YOUR OBJECTIVE: In the records below, find the line containing "pin: dark wine" and repeat it and every line after it exactly, without pictures.

-- Begin THE DATA --

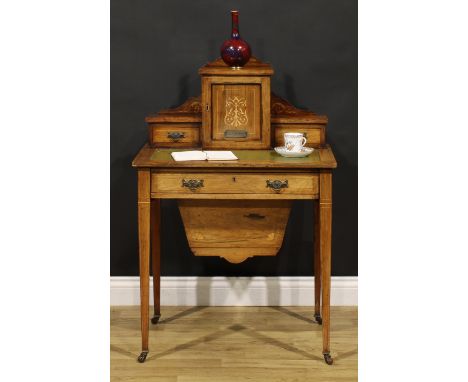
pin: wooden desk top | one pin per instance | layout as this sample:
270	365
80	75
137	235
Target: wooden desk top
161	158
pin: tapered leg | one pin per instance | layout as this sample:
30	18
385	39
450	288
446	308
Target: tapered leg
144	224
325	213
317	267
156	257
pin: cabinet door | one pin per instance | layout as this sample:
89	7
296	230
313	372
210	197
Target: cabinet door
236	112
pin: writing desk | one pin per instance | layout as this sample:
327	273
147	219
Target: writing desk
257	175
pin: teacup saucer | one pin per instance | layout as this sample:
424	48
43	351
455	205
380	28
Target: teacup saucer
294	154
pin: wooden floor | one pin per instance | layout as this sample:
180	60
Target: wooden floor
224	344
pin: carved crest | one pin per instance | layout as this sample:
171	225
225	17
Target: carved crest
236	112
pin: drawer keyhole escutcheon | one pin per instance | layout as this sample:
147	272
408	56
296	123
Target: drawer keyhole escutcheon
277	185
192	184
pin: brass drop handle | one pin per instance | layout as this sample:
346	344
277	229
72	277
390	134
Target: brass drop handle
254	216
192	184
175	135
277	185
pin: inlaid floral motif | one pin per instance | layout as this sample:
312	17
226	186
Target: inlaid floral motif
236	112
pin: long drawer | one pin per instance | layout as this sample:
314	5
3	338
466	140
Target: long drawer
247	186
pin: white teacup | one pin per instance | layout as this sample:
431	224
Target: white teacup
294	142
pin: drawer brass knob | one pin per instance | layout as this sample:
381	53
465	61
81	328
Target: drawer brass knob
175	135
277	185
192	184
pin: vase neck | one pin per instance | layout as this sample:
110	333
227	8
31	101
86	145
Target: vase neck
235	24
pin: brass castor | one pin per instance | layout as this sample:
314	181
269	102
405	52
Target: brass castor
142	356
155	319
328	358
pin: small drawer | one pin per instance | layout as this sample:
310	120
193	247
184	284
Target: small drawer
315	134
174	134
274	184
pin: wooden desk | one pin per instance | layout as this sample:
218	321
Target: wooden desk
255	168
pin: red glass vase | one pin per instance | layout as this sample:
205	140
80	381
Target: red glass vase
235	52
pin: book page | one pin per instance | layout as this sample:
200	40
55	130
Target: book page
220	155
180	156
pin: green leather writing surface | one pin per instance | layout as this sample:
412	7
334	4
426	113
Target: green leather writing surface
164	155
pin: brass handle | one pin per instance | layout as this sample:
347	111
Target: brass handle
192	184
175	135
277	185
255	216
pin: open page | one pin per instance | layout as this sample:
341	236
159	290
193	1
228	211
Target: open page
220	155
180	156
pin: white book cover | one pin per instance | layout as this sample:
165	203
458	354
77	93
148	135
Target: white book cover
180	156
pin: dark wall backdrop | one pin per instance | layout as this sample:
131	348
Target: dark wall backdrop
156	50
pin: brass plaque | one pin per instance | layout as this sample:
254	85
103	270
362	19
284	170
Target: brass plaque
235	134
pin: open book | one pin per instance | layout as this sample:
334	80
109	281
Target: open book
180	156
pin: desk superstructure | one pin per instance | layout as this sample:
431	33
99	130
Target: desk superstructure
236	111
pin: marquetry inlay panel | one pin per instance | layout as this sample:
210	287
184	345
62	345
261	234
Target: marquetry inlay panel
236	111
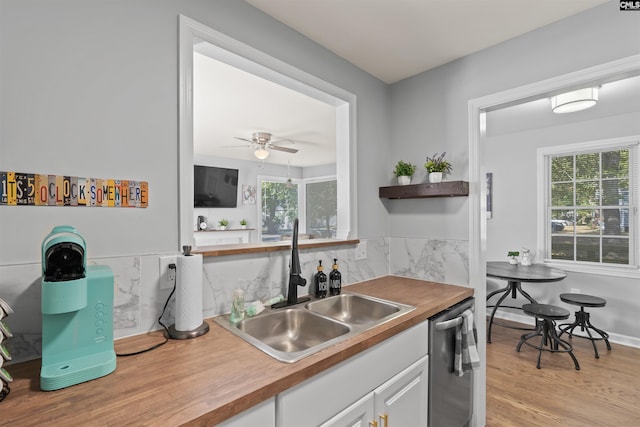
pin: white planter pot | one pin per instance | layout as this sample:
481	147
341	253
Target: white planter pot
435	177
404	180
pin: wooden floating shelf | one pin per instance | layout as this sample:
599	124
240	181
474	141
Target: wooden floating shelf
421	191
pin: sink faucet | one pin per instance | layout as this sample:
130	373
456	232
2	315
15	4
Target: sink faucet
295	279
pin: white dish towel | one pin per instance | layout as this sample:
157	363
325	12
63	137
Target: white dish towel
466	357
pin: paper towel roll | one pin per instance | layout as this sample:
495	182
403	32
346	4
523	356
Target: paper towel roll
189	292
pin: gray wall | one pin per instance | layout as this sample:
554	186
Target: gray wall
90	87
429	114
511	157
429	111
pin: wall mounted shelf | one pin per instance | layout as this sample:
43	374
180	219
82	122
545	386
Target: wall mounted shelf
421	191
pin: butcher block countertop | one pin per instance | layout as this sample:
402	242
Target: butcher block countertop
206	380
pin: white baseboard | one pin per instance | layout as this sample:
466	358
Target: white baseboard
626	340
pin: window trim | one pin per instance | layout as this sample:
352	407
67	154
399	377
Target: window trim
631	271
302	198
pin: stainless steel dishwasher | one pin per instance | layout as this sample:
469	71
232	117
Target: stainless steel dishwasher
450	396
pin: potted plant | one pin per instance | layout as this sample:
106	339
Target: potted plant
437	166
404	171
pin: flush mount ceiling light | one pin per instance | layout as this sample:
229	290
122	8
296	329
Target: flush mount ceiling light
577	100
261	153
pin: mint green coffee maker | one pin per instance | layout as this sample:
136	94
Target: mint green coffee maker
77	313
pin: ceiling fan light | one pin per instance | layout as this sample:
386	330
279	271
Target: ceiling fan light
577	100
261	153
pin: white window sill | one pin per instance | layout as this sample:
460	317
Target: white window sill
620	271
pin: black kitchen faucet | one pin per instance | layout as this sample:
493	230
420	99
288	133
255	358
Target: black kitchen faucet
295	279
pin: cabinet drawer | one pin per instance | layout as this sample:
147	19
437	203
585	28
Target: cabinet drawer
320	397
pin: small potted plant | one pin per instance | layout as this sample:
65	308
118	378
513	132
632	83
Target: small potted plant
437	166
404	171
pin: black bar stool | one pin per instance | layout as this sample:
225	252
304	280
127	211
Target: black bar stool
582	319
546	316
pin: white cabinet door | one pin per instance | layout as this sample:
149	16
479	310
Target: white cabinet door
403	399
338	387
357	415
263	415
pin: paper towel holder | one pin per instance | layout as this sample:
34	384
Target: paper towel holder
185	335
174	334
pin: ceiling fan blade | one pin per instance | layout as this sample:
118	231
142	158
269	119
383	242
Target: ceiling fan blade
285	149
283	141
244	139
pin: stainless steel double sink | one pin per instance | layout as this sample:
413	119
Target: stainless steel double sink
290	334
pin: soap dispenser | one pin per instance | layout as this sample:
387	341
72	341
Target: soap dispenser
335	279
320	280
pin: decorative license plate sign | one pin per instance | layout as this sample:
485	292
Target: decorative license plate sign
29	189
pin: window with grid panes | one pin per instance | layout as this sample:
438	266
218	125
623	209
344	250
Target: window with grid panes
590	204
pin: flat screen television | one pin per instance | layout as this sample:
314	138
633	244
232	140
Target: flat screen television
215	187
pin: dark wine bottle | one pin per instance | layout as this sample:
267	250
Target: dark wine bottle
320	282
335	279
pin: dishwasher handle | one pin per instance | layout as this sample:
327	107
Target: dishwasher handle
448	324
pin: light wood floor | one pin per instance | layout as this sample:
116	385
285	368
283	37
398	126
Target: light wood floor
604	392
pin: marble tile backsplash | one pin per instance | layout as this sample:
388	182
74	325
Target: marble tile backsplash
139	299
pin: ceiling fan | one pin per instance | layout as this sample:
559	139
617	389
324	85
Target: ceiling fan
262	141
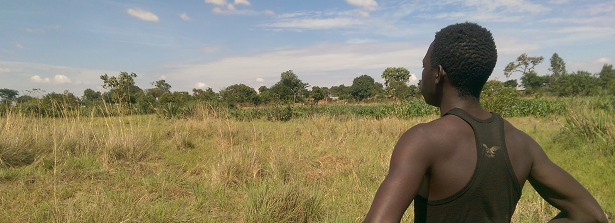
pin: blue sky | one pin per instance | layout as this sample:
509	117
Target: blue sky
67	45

-- End THE DATA --

SOLUTION TO THE PROBLEM:
pin: dark wine bottle | one pin per instance | layout as this sample:
267	250
Target: dark wine bottle
320	282
335	279
pin: dishwasher handle | one pin per instance | layout as this sample:
327	107
Target: dishwasher handle
448	324
pin: light wood floor | one pin per instance | layout as this sample:
116	385
285	368
283	37
398	126
Target: light wood floor
604	392
pin: marble tile backsplash | one pin per instance | layout as this sample:
388	182
74	325
Target: marble tile backsplash
139	299
pin: ceiling fan | one pin per instance | layout as this sample:
559	139
617	389
324	85
Target: ceiling fan
262	141
pin: blue sky | one pin per instance | layout as this sample:
509	117
Target: blue sky
67	45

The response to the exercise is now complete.